▶ **EXERCISE DETAILS**
What lines below include the string "building"? Pick them out and copy them.
..............................
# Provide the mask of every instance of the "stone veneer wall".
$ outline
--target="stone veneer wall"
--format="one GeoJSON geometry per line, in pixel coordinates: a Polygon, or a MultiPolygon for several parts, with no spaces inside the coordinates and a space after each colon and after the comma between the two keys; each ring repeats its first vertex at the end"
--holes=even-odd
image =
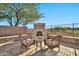
{"type": "Polygon", "coordinates": [[[27,28],[17,26],[0,26],[0,36],[17,35],[19,33],[26,34],[27,28]]]}

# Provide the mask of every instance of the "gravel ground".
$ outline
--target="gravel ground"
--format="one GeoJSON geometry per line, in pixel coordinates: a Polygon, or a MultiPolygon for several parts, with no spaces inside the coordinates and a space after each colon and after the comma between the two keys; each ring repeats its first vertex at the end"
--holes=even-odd
{"type": "Polygon", "coordinates": [[[2,39],[2,40],[0,40],[0,44],[2,44],[2,43],[6,43],[6,42],[8,42],[9,40],[6,40],[6,39],[2,39]]]}
{"type": "Polygon", "coordinates": [[[20,41],[0,47],[0,56],[16,56],[20,52],[20,41]]]}

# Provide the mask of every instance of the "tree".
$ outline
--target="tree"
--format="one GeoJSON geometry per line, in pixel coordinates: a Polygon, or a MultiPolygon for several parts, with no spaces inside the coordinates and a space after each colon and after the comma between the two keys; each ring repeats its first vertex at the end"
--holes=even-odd
{"type": "Polygon", "coordinates": [[[32,23],[42,17],[38,11],[39,4],[0,4],[0,19],[6,20],[10,26],[22,25],[25,27],[26,24],[32,23]]]}

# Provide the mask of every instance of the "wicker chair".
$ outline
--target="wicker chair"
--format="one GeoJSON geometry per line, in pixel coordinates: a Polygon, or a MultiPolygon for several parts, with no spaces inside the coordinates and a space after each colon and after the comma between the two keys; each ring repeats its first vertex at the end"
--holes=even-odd
{"type": "Polygon", "coordinates": [[[19,39],[21,41],[21,48],[25,47],[26,49],[28,49],[29,46],[35,44],[35,41],[32,39],[29,39],[28,36],[19,35],[19,39]]]}
{"type": "Polygon", "coordinates": [[[48,46],[49,49],[54,49],[56,47],[59,48],[59,51],[60,51],[60,41],[62,39],[62,36],[60,35],[57,35],[55,37],[52,37],[51,39],[46,39],[44,40],[44,43],[48,46]]]}

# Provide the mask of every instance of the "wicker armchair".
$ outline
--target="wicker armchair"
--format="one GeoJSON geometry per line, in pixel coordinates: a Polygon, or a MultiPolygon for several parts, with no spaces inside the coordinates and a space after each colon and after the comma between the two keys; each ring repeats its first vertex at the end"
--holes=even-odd
{"type": "Polygon", "coordinates": [[[62,39],[62,36],[61,35],[57,35],[55,37],[52,37],[51,39],[46,39],[44,40],[44,43],[48,46],[49,49],[53,49],[53,48],[56,48],[58,47],[59,48],[59,51],[60,51],[60,41],[62,39]]]}
{"type": "Polygon", "coordinates": [[[26,49],[28,49],[29,46],[35,44],[35,41],[32,39],[29,39],[28,35],[26,36],[19,35],[19,39],[21,41],[21,48],[25,47],[26,49]]]}

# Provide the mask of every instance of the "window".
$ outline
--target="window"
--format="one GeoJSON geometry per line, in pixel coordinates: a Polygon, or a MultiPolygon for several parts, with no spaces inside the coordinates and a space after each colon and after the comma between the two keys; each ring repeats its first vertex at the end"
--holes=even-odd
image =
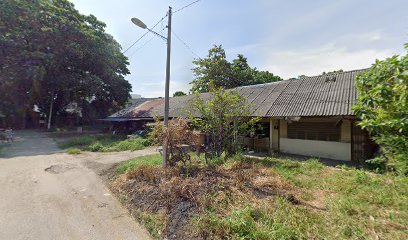
{"type": "Polygon", "coordinates": [[[288,138],[340,141],[340,125],[328,122],[293,122],[288,124],[288,138]]]}

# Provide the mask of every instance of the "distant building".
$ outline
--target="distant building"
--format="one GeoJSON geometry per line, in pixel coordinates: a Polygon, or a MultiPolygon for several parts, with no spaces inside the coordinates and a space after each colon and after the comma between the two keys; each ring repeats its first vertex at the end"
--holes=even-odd
{"type": "Polygon", "coordinates": [[[142,98],[142,95],[140,94],[130,94],[131,99],[138,99],[138,98],[142,98]]]}

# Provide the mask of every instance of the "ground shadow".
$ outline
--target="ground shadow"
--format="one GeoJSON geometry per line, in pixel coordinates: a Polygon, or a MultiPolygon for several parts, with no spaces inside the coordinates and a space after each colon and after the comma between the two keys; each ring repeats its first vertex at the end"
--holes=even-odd
{"type": "Polygon", "coordinates": [[[34,130],[15,131],[14,142],[1,142],[0,148],[0,158],[50,155],[63,152],[46,133],[34,130]]]}

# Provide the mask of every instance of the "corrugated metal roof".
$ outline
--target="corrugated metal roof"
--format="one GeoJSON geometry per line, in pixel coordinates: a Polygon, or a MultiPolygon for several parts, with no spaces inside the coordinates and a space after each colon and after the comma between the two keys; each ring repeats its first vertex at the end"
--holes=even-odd
{"type": "Polygon", "coordinates": [[[157,100],[157,98],[136,98],[136,99],[131,99],[130,100],[130,105],[112,115],[110,115],[108,118],[121,118],[125,116],[131,116],[132,112],[134,112],[136,109],[138,109],[139,106],[143,105],[146,102],[151,102],[157,100]]]}
{"type": "MultiPolygon", "coordinates": [[[[279,82],[238,87],[236,90],[254,105],[254,116],[311,117],[352,116],[357,98],[354,78],[362,70],[301,77],[279,82]]],[[[170,117],[185,115],[193,95],[170,98],[170,117]]],[[[203,93],[204,99],[211,98],[203,93]]],[[[146,101],[111,117],[152,118],[164,115],[164,99],[146,101]]]]}

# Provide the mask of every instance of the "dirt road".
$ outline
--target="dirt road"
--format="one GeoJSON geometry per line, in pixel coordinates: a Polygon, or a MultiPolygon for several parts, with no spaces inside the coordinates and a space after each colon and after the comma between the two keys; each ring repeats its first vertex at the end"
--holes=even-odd
{"type": "Polygon", "coordinates": [[[150,239],[98,176],[153,150],[61,152],[44,133],[16,133],[0,158],[0,239],[150,239]]]}

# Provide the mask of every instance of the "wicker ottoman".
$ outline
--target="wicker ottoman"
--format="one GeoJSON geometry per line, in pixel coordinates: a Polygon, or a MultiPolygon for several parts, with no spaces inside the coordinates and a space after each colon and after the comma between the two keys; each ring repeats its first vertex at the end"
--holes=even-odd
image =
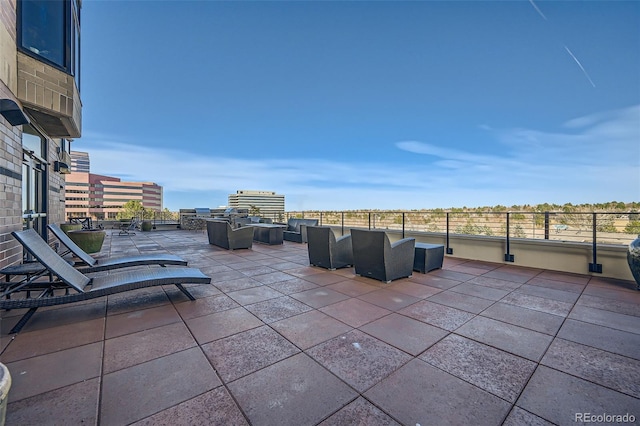
{"type": "Polygon", "coordinates": [[[416,243],[413,270],[423,274],[442,268],[444,246],[442,244],[416,243]]]}

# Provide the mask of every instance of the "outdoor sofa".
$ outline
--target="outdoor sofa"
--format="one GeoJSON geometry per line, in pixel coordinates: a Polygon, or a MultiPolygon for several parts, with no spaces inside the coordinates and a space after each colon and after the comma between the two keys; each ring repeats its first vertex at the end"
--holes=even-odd
{"type": "Polygon", "coordinates": [[[282,238],[285,241],[306,243],[307,226],[318,226],[318,219],[289,218],[287,223],[280,223],[279,225],[287,226],[287,229],[282,232],[282,238]]]}

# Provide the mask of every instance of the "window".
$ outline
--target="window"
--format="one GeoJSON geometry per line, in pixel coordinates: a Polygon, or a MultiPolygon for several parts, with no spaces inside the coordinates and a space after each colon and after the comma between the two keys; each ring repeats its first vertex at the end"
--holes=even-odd
{"type": "Polygon", "coordinates": [[[33,126],[22,128],[22,218],[24,228],[46,236],[46,139],[33,126]]]}
{"type": "Polygon", "coordinates": [[[78,0],[21,0],[18,46],[75,77],[80,87],[80,7],[78,0]]]}

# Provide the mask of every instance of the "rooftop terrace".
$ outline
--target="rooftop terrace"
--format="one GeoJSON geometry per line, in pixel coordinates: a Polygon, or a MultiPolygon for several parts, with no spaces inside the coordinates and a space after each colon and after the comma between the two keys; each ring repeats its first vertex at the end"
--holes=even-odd
{"type": "Polygon", "coordinates": [[[310,267],[305,244],[109,233],[100,256],[177,254],[213,285],[40,309],[15,336],[23,311],[3,312],[8,425],[640,419],[635,283],[446,257],[384,284],[310,267]]]}

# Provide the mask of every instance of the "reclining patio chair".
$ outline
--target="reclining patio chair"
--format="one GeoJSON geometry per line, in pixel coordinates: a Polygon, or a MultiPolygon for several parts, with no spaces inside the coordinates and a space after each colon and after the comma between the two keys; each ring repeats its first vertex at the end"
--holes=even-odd
{"type": "Polygon", "coordinates": [[[52,276],[57,277],[52,281],[34,281],[26,287],[14,287],[0,295],[0,309],[29,309],[11,333],[20,331],[39,307],[80,302],[129,290],[169,284],[175,285],[190,300],[195,300],[183,284],[211,283],[211,278],[195,268],[136,269],[90,278],[60,257],[33,229],[14,231],[11,234],[52,276]],[[41,292],[37,297],[29,297],[29,293],[34,290],[41,292]],[[11,298],[19,292],[26,293],[26,297],[11,298]]]}
{"type": "Polygon", "coordinates": [[[132,217],[131,222],[120,225],[120,232],[118,232],[118,235],[136,235],[136,233],[133,232],[136,229],[140,229],[140,221],[135,217],[132,217]]]}
{"type": "Polygon", "coordinates": [[[351,235],[336,239],[328,226],[307,226],[309,263],[330,270],[353,265],[351,235]]]}
{"type": "Polygon", "coordinates": [[[384,231],[351,230],[356,274],[389,283],[413,273],[415,238],[391,244],[384,231]]]}
{"type": "Polygon", "coordinates": [[[126,268],[141,265],[179,265],[187,266],[187,261],[173,254],[144,254],[139,256],[115,257],[110,259],[96,259],[82,250],[73,242],[60,227],[54,223],[48,225],[53,235],[64,244],[69,252],[78,257],[86,266],[80,267],[81,272],[99,272],[109,269],[126,268]]]}

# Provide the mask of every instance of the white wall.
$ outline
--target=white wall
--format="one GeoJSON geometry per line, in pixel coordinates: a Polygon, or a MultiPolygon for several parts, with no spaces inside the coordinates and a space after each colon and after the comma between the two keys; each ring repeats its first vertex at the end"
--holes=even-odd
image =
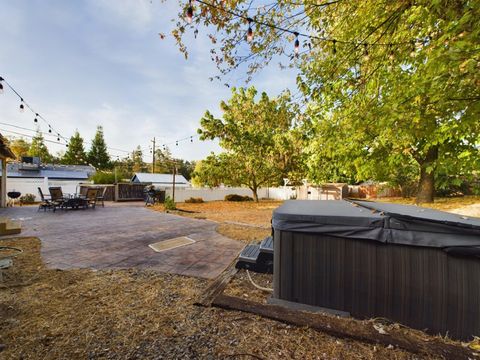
..............................
▶ **REPLY**
# Provide the mask of every instance of the "distant building".
--target="distant building"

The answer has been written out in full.